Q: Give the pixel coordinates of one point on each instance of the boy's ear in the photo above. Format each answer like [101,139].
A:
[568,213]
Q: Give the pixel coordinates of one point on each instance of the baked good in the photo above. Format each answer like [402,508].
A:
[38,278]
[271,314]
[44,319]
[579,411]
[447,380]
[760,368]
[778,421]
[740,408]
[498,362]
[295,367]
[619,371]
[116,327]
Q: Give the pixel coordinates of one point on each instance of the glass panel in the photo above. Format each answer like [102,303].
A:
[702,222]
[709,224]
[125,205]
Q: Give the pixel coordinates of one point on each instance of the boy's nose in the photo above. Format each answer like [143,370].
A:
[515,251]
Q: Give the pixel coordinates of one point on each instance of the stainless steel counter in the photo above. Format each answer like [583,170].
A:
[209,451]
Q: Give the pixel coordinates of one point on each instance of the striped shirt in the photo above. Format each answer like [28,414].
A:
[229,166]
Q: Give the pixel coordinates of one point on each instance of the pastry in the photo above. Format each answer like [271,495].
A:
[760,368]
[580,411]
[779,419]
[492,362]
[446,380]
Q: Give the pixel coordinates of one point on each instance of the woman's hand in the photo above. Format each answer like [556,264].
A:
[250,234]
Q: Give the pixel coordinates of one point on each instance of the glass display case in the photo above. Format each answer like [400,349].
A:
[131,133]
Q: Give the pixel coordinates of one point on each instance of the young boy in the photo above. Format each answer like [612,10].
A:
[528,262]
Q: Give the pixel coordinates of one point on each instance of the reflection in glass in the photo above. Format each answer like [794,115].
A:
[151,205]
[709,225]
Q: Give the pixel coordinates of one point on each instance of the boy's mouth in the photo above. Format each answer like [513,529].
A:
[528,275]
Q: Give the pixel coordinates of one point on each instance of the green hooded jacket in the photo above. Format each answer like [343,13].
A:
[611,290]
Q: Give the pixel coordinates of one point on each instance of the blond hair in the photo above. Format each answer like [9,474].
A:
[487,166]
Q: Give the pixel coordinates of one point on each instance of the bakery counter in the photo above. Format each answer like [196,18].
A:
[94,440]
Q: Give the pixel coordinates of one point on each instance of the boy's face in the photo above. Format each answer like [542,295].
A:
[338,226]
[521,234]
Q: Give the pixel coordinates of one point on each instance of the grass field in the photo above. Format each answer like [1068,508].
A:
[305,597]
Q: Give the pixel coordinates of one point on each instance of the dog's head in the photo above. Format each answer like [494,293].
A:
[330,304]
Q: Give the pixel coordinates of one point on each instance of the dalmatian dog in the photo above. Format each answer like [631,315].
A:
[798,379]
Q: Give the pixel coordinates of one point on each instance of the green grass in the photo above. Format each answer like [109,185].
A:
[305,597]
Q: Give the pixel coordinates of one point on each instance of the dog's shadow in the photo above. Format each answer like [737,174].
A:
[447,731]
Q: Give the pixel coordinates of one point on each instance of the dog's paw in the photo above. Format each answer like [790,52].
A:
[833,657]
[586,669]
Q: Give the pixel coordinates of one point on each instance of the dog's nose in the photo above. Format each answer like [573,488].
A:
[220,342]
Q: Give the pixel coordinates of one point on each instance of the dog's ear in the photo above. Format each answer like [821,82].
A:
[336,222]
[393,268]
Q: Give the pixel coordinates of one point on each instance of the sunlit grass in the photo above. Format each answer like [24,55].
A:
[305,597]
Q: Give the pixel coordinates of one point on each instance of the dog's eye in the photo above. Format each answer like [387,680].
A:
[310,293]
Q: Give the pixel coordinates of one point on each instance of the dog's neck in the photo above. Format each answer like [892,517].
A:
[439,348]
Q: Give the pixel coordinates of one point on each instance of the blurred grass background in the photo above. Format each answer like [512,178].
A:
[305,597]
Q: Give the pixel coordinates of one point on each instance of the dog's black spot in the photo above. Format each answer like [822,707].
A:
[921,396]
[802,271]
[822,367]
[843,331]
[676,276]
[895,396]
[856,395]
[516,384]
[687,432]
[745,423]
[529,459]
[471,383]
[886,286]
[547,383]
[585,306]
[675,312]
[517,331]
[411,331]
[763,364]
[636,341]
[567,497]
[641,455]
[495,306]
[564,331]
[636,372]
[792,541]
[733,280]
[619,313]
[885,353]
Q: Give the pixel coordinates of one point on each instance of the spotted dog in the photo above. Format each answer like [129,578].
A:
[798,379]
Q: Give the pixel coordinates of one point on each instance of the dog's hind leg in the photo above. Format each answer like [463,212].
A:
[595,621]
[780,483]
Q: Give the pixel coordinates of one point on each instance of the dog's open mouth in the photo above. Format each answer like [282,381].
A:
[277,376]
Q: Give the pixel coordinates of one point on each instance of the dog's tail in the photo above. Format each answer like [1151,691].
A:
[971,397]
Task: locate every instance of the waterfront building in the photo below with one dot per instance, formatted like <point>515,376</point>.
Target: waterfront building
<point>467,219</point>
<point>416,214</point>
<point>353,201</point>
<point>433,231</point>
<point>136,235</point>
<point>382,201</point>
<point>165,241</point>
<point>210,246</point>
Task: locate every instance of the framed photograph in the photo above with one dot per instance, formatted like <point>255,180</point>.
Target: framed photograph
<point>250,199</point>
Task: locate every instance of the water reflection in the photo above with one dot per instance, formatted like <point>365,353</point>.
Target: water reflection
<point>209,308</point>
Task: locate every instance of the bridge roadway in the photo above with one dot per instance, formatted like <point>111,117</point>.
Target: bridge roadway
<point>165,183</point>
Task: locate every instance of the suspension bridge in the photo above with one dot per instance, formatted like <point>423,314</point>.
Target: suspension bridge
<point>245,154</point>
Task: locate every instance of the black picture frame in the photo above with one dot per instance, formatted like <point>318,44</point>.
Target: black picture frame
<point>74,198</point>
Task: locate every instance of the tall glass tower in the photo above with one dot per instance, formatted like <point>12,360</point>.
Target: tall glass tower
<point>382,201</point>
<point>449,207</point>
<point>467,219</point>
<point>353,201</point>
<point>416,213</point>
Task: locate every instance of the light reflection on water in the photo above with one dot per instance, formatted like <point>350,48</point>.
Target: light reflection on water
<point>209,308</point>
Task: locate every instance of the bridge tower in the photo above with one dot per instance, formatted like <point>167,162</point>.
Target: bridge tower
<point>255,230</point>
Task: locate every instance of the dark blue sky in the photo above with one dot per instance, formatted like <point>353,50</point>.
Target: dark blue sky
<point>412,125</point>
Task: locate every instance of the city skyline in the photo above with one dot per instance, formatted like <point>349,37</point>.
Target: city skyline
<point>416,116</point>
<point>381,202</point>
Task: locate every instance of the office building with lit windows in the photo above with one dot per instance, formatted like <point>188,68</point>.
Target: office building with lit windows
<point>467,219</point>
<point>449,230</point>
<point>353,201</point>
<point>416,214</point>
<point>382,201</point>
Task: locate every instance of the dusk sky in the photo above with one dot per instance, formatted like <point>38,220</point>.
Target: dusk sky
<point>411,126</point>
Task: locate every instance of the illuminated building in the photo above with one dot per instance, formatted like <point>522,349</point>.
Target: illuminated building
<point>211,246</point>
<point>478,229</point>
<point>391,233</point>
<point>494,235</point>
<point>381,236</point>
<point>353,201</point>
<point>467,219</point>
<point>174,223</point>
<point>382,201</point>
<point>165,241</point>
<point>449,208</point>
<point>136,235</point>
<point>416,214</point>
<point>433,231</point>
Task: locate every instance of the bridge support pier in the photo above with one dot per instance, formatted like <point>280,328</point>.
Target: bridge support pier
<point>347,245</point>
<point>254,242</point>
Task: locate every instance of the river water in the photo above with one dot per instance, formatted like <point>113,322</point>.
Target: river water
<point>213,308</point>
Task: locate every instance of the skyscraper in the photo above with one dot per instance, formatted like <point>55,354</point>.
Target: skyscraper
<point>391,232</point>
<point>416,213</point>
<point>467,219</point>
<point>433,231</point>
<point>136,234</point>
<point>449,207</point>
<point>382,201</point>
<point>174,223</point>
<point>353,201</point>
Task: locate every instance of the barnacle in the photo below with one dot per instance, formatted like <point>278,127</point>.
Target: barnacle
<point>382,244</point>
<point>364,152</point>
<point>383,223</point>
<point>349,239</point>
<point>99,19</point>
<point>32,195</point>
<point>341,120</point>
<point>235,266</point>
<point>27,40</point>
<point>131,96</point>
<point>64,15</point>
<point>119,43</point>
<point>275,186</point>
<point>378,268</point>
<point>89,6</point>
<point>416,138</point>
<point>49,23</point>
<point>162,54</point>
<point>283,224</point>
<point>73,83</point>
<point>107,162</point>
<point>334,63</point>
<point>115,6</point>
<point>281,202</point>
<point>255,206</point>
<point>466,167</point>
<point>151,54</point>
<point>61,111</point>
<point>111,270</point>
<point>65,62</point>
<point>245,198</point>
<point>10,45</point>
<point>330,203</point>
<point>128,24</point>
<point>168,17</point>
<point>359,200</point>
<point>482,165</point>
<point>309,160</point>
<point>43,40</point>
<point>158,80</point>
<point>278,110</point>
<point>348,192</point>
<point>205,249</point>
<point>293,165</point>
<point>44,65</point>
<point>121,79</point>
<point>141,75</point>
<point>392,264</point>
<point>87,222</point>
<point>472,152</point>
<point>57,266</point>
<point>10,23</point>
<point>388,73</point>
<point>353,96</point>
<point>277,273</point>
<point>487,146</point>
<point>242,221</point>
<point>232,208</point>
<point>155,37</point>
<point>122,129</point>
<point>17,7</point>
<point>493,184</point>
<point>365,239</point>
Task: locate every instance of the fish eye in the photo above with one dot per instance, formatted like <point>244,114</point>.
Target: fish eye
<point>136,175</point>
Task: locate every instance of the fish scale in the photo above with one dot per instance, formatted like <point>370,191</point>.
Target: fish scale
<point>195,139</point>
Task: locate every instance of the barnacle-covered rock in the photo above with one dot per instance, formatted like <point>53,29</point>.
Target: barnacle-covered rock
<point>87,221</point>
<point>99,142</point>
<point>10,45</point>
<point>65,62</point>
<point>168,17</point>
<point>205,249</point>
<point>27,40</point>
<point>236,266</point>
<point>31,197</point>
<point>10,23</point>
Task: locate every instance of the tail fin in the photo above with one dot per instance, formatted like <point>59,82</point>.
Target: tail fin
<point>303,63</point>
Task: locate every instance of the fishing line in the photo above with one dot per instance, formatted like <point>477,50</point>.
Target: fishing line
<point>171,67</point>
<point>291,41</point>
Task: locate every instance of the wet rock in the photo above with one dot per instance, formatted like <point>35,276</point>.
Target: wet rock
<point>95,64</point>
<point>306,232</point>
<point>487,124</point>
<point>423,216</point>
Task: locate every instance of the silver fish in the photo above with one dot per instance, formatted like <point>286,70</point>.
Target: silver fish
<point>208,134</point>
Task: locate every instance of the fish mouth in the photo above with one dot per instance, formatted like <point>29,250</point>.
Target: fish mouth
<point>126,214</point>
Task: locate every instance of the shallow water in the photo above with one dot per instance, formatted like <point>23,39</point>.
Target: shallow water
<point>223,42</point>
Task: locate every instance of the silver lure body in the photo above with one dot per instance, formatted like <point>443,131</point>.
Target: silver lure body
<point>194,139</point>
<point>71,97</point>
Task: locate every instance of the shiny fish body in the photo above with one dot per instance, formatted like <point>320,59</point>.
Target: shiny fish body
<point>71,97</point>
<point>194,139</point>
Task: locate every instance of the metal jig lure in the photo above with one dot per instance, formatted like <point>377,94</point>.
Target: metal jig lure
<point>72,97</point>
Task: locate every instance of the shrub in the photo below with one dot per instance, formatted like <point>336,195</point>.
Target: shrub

============================================================

• [YOUR GOAL]
Whenever a line in the data holds "counter", copy that line.

• [SOLUTION FOR THIS EXERCISE]
Q: Give the pixel coordinates of one point on each instance of the stainless steel counter in the photo above. Format each answer like [583,170].
Q: Give the pixel coordinates of one point on each instance of the bakery counter in the photo above. Format each answer like [196,18].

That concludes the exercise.